■ Task brief
Give the records once more, exactly as they stand.

■ Saved entries
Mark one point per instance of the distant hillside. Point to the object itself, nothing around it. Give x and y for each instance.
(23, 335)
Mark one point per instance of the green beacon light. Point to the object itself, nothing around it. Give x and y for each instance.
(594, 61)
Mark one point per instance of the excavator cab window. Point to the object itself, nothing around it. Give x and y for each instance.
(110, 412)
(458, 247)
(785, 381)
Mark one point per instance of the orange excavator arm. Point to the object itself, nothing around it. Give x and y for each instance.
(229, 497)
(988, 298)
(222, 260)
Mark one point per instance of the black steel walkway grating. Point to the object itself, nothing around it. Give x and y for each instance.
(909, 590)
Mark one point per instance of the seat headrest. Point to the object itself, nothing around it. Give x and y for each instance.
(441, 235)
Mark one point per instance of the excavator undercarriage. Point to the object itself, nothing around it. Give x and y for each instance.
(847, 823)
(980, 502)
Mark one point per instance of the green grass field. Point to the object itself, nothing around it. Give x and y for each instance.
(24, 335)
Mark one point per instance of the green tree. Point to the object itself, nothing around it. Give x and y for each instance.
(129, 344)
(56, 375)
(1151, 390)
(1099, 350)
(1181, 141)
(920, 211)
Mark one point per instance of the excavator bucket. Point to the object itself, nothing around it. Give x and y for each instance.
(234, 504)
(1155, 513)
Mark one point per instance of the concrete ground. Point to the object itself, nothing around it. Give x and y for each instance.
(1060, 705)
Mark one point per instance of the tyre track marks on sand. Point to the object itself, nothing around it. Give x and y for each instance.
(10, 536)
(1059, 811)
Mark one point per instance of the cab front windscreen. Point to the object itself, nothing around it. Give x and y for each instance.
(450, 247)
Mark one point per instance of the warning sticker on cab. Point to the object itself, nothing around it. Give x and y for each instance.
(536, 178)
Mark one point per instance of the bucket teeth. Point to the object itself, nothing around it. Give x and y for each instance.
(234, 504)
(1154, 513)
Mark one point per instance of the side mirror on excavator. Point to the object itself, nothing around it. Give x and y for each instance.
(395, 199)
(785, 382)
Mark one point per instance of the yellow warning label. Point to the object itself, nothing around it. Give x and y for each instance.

■ Answer to this task
Mark one point per instance of the distant hillside. Point to the object itself, nothing around it. Give x and y for each instance.
(23, 335)
Mark one point per instance of the green beacon light. Point to the object itself, nothing around it. Give x and y for each instance.
(594, 61)
Mark one point per instance of the excavator cab window. Point to the object itself, nothing around it. Give x and y for each instance.
(110, 412)
(458, 247)
(785, 381)
Mark one point per instance of the orange excavator arm. Point to the object itself, nothing around it. Give x and y for each instance.
(229, 497)
(988, 298)
(222, 260)
Mark one point per instance of the black steel walkway grating. Point to the object itself, nothing around it. Give x and y for each instance.
(909, 590)
Mark one point per instance of the seat headrest. Point to the object itself, nothing around it. Give x and y for each instance.
(441, 235)
Mark one point per instance of the excavator undercarriage. Point to the object itself, nothing around it. Give x and y for each instance.
(847, 823)
(980, 502)
Mark one point per instance of the green grass field. Point to the object itself, nothing around it. Give x and y for each instance.
(24, 335)
Mark one point per instance of the green tree. Point to the object itself, nothing around it. Give x and y for each instance.
(129, 344)
(56, 375)
(1151, 390)
(1099, 350)
(1181, 141)
(920, 211)
Mark one point per instance of the excavator bucket. Point to the object itself, nothing around it. Give x and y for each instance.
(234, 504)
(1155, 513)
Mark one point per instance of the concrete ground. Point to the object itself, nothing around it. Give x and y for each instance.
(1060, 705)
Mark one point per instance of the tyre track marks on sand. Point to the object itself, nothing around it. Give x and y for each instance.
(10, 536)
(1059, 811)
Mark one point per instance of the cab front windscreen. Point to the object itself, nothing around it. Give x and y for each instance.
(450, 247)
Mark one point per instance of the warning sticker on cab. Point to the object itself, nothing around it. Give x and y for each instance.
(536, 178)
Mark one point per instance of the bucket teeth. Point to the object itself, nothing around it. Give x and y for each instance.
(234, 504)
(1154, 513)
Mark one point per instance of the side mirror on excavator. Point to the object itself, nothing around it. Give x and y for each instance.
(395, 199)
(785, 382)
Mark one point per instance of the yellow warning label. Point to the object itself, nothing around it. Give x and y for each instance.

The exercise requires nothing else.